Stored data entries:
********************

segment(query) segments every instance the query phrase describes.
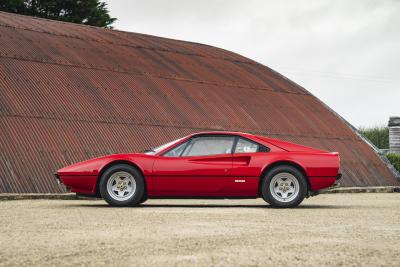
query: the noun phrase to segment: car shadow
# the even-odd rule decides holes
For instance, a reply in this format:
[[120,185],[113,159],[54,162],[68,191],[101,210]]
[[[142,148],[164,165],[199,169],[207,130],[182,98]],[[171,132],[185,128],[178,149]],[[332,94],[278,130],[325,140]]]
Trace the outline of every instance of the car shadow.
[[[270,205],[218,205],[218,204],[143,204],[138,207],[143,208],[257,208],[257,209],[274,209]],[[298,209],[326,209],[326,208],[343,208],[341,206],[331,205],[300,205]]]
[[[151,209],[151,208],[183,208],[183,209],[208,209],[208,208],[218,208],[218,209],[282,209],[282,208],[273,208],[269,205],[244,205],[244,204],[140,204],[135,207],[112,207],[107,203],[104,204],[90,204],[90,203],[80,203],[80,204],[72,204],[65,205],[68,207],[86,207],[86,208],[118,208],[118,209]],[[353,206],[337,206],[337,205],[300,205],[295,209],[349,209],[354,208]],[[283,208],[285,209],[285,208]]]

********************

== TASK REQUIREMENTS ==
From the records above, extract exactly and only the lines that begin at the line with "query: the noun phrase to segment: car shadow" and stop after the line with "[[120,185],[113,159],[54,162],[68,191],[101,210]]".

== TASK RESPONSE ==
query: the noun phrase to segment: car shadow
# the even-odd rule decides holes
For instance, a reply in this format:
[[120,185],[113,159],[54,162],[68,191],[101,210]]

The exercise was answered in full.